THE PROBLEM: Pick out every line below that contains the string "dandelion" and copy each one. Case counts.

DATASET EXCERPTS:

▼

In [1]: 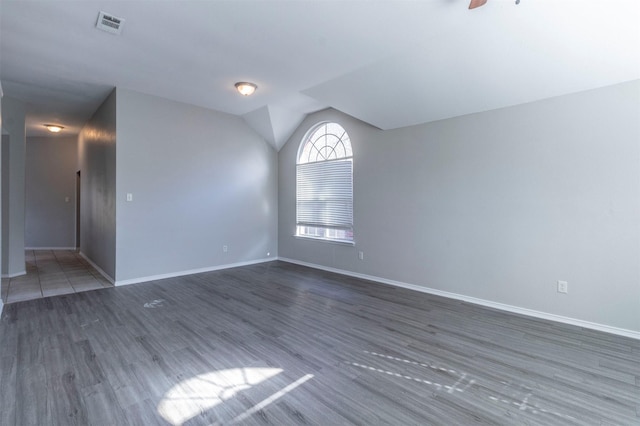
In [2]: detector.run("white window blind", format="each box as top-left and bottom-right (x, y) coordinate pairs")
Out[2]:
(296, 123), (353, 243)
(297, 159), (353, 229)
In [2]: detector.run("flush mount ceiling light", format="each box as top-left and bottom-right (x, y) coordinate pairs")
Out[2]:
(235, 81), (258, 96)
(44, 124), (64, 133)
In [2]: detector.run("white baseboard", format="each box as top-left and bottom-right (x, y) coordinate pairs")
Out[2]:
(115, 257), (276, 286)
(24, 247), (76, 251)
(278, 257), (640, 340)
(80, 252), (115, 284)
(2, 270), (27, 278)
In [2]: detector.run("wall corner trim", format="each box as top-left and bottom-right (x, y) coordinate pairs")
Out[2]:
(2, 270), (27, 278)
(79, 252), (115, 284)
(278, 257), (640, 340)
(115, 257), (276, 286)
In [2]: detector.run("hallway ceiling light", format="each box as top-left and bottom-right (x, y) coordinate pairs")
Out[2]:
(235, 81), (258, 96)
(44, 124), (64, 133)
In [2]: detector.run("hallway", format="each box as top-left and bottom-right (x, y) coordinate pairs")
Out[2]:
(2, 250), (113, 304)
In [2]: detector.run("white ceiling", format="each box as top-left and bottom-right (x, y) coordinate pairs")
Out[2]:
(0, 0), (640, 149)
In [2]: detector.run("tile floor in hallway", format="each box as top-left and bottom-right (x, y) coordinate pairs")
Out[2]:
(2, 250), (113, 304)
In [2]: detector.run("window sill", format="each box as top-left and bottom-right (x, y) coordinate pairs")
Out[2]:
(293, 234), (356, 246)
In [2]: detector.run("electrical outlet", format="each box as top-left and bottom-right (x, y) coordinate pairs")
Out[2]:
(558, 281), (569, 294)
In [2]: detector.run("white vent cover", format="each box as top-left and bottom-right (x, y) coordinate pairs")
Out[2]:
(96, 12), (124, 35)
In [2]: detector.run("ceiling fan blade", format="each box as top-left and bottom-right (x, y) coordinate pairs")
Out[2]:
(469, 0), (487, 9)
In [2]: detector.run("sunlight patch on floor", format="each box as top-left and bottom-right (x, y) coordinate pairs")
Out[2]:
(158, 368), (282, 425)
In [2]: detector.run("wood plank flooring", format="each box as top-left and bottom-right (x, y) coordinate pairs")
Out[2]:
(1, 250), (113, 303)
(0, 261), (640, 426)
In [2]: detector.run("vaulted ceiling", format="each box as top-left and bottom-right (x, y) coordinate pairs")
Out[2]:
(0, 0), (640, 149)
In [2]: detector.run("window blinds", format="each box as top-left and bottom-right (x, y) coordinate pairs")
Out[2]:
(296, 158), (353, 229)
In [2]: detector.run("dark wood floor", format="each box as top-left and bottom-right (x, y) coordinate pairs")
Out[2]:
(0, 262), (640, 426)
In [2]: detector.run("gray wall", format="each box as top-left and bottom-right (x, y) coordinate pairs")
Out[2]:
(78, 89), (116, 279)
(279, 81), (640, 331)
(1, 135), (9, 275)
(2, 96), (26, 276)
(117, 89), (278, 281)
(25, 136), (78, 248)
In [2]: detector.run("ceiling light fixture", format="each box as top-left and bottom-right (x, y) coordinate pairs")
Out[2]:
(44, 124), (64, 133)
(235, 81), (258, 96)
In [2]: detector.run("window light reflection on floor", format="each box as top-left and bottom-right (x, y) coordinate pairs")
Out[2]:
(158, 368), (282, 425)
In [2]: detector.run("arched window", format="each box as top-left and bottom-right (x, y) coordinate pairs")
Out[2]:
(296, 123), (353, 243)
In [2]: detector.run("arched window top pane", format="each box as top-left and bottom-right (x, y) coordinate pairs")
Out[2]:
(298, 122), (353, 164)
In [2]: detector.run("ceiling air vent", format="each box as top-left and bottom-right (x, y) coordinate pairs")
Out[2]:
(96, 12), (124, 35)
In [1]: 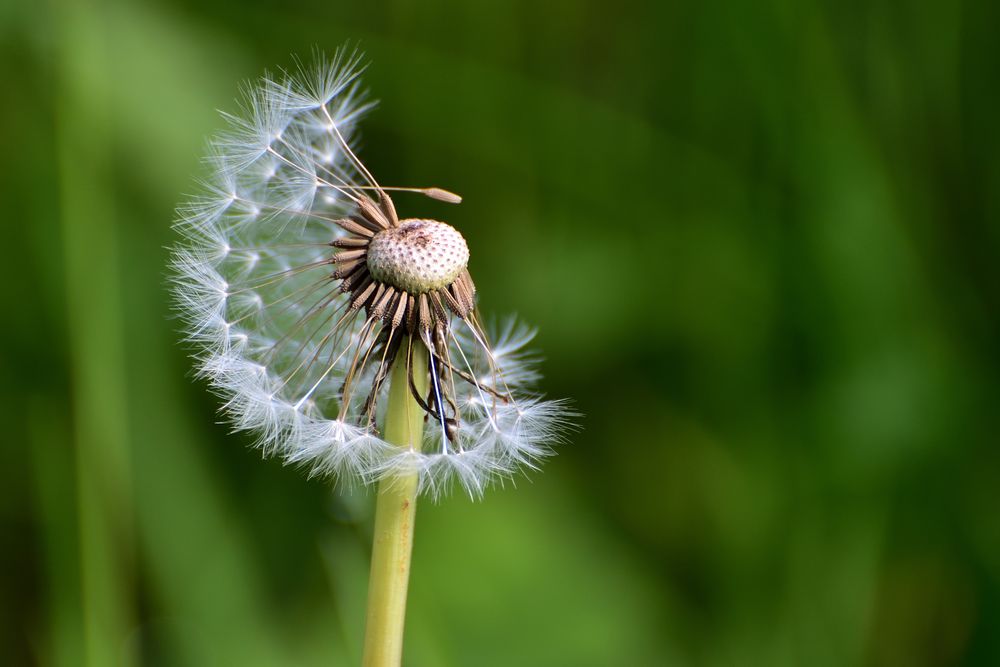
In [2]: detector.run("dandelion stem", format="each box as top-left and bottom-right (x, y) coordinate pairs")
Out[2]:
(362, 339), (429, 667)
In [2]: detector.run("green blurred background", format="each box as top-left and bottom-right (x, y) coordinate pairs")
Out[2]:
(0, 0), (1000, 667)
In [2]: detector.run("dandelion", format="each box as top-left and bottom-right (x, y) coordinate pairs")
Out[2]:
(172, 49), (569, 664)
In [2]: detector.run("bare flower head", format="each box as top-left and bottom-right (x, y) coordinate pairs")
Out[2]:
(173, 51), (568, 496)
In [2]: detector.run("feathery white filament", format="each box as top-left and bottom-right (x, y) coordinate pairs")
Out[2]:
(172, 50), (571, 497)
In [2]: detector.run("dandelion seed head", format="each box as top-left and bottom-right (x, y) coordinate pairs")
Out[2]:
(171, 49), (572, 497)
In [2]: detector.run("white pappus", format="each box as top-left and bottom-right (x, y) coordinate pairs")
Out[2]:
(171, 49), (572, 497)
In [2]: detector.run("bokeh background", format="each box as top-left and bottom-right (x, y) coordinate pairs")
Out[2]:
(0, 0), (1000, 667)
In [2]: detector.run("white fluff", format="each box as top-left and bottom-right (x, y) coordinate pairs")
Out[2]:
(172, 50), (572, 497)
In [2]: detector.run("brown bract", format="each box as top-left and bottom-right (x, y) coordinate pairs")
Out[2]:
(330, 190), (493, 438)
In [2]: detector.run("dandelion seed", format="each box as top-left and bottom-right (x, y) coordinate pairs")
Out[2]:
(173, 50), (569, 497)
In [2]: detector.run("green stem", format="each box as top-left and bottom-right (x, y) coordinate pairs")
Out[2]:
(362, 339), (429, 667)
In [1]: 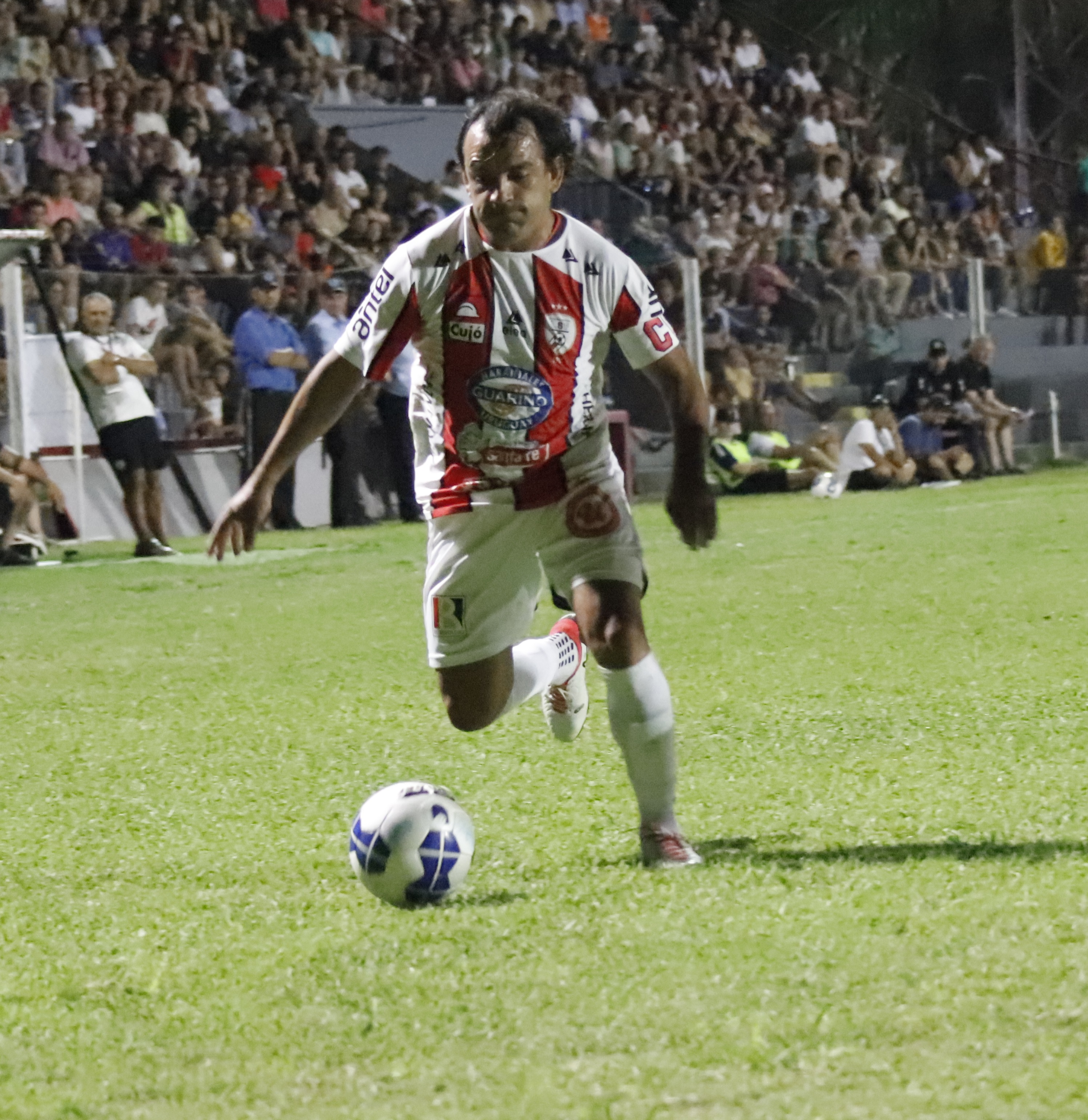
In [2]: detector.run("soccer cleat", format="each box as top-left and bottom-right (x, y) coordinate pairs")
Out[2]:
(540, 615), (589, 743)
(0, 549), (38, 568)
(639, 824), (703, 868)
(132, 537), (177, 557)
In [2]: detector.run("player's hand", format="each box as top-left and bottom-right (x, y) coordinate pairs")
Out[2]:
(207, 478), (272, 560)
(665, 476), (718, 549)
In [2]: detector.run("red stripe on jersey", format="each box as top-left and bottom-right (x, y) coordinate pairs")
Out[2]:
(528, 257), (585, 459)
(609, 288), (642, 334)
(366, 285), (422, 381)
(430, 253), (494, 517)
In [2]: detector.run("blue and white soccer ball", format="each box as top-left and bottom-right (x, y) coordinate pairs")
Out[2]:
(349, 782), (476, 907)
(810, 470), (846, 497)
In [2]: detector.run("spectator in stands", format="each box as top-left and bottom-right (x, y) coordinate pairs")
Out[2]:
(950, 335), (1030, 475)
(129, 214), (175, 272)
(233, 271), (309, 529)
(899, 393), (975, 482)
(1032, 214), (1072, 315)
(377, 343), (423, 522)
(66, 292), (174, 557)
(747, 398), (839, 473)
(0, 446), (65, 568)
(837, 397), (918, 489)
(120, 277), (169, 354)
(708, 412), (819, 495)
(35, 112), (91, 175)
(898, 338), (952, 422)
(83, 202), (135, 272)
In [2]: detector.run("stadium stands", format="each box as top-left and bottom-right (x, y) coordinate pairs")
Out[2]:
(0, 0), (1088, 504)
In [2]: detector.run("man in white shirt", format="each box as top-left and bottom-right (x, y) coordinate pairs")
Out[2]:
(329, 148), (370, 209)
(120, 279), (169, 353)
(801, 101), (839, 157)
(837, 397), (918, 489)
(816, 156), (847, 207)
(65, 291), (174, 557)
(786, 53), (824, 94)
(64, 82), (99, 137)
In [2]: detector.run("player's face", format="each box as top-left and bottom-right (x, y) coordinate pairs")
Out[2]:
(464, 121), (562, 252)
(83, 299), (113, 335)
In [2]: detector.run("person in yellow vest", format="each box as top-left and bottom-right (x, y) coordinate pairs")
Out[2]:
(1032, 214), (1073, 315)
(707, 410), (820, 494)
(747, 400), (839, 473)
(129, 172), (193, 249)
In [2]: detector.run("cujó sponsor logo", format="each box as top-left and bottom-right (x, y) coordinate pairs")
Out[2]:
(468, 365), (554, 431)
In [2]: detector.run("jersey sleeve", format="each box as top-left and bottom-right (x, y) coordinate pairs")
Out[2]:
(333, 246), (420, 381)
(609, 259), (680, 370)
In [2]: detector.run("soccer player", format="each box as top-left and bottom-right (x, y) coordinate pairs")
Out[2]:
(208, 92), (717, 867)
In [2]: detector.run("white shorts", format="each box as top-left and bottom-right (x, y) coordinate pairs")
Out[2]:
(423, 477), (645, 669)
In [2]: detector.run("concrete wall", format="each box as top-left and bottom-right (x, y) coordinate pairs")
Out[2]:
(310, 105), (465, 179)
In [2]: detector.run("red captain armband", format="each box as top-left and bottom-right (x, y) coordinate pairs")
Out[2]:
(642, 315), (676, 352)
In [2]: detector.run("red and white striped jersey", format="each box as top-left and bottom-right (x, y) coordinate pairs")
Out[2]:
(335, 207), (678, 517)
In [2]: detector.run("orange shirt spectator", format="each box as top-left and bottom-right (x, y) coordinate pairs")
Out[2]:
(586, 0), (612, 43)
(358, 0), (388, 27)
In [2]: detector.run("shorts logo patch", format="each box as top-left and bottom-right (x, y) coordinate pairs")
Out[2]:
(545, 312), (578, 357)
(430, 595), (465, 634)
(567, 486), (621, 538)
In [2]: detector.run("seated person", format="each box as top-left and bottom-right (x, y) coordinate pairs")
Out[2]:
(899, 393), (975, 482)
(708, 410), (820, 494)
(838, 397), (918, 489)
(187, 358), (243, 439)
(949, 335), (1031, 475)
(747, 400), (839, 473)
(0, 446), (65, 568)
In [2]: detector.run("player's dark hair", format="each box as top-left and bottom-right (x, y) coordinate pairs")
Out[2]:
(457, 89), (574, 171)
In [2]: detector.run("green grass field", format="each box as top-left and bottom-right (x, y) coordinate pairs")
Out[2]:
(0, 470), (1088, 1120)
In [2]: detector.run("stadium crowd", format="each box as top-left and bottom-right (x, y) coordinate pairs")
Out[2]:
(0, 0), (1088, 560)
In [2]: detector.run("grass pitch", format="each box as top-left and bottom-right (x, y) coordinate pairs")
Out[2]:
(0, 470), (1088, 1120)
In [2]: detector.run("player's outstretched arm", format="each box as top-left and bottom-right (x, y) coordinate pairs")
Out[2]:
(648, 346), (718, 549)
(207, 350), (363, 560)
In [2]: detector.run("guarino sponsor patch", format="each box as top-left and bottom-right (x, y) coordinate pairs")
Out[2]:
(457, 365), (555, 477)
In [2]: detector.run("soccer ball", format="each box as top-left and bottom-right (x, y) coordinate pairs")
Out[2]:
(810, 470), (846, 497)
(349, 782), (476, 907)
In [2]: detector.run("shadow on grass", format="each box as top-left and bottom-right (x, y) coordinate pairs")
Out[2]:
(696, 837), (1088, 867)
(446, 890), (529, 907)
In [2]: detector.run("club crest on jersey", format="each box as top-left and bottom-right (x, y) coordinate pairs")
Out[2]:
(545, 312), (578, 357)
(468, 365), (554, 432)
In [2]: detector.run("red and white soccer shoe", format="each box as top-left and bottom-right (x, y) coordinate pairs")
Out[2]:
(540, 615), (589, 743)
(639, 824), (703, 868)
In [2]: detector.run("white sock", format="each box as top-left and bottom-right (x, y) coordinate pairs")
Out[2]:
(500, 633), (578, 716)
(601, 653), (677, 829)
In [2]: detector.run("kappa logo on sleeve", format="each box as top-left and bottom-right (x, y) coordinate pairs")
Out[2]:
(430, 595), (465, 634)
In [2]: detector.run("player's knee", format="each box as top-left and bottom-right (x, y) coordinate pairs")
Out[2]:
(443, 692), (499, 731)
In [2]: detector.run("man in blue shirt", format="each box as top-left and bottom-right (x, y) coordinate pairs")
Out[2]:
(302, 277), (377, 529)
(378, 343), (423, 521)
(234, 272), (310, 529)
(899, 393), (975, 483)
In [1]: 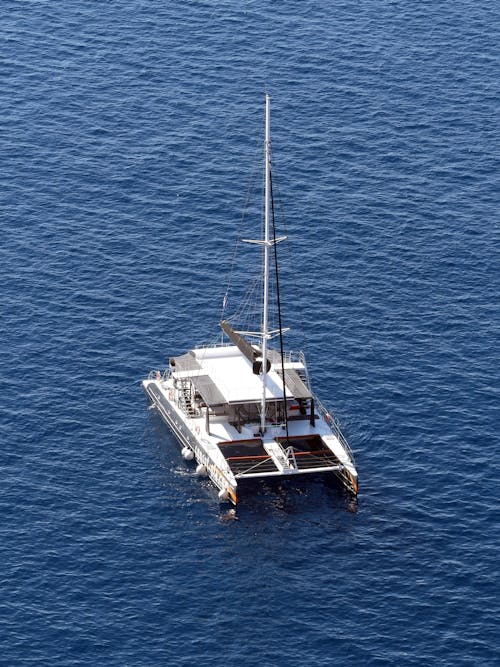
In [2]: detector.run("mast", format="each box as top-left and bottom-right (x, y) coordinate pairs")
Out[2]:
(260, 93), (271, 434)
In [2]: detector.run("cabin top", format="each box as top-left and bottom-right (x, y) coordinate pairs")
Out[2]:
(170, 345), (311, 407)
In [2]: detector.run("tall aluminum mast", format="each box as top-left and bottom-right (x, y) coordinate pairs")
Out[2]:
(260, 93), (271, 434)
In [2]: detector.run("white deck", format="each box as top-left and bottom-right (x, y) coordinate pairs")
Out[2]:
(194, 345), (292, 403)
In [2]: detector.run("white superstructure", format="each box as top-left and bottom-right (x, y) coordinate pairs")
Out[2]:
(143, 96), (358, 504)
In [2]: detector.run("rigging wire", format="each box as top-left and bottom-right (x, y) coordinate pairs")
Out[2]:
(269, 165), (289, 445)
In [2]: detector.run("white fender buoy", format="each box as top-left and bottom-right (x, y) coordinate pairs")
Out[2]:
(196, 463), (207, 477)
(219, 489), (229, 501)
(181, 447), (194, 461)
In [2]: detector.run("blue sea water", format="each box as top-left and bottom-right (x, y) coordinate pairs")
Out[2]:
(0, 0), (500, 667)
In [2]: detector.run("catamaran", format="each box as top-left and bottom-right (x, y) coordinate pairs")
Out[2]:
(142, 95), (358, 505)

▲

SOLUTION BELOW:
In [2]: detector.run("dandelion stem", format="each box as top-left and bottom-right (x, y) coordinate pairs")
In [2]: detector.run("dandelion", format="each box as top-left and bottom-right (x, y) coordinate pairs")
In [2]: detector.run("dandelion seed head", format="each box as top-left and bottom-right (x, y) coordinate pairs")
In [2]: detector.run("dandelion seed", format="each box as top-left and bottom-right (x, y) coordinate pairs")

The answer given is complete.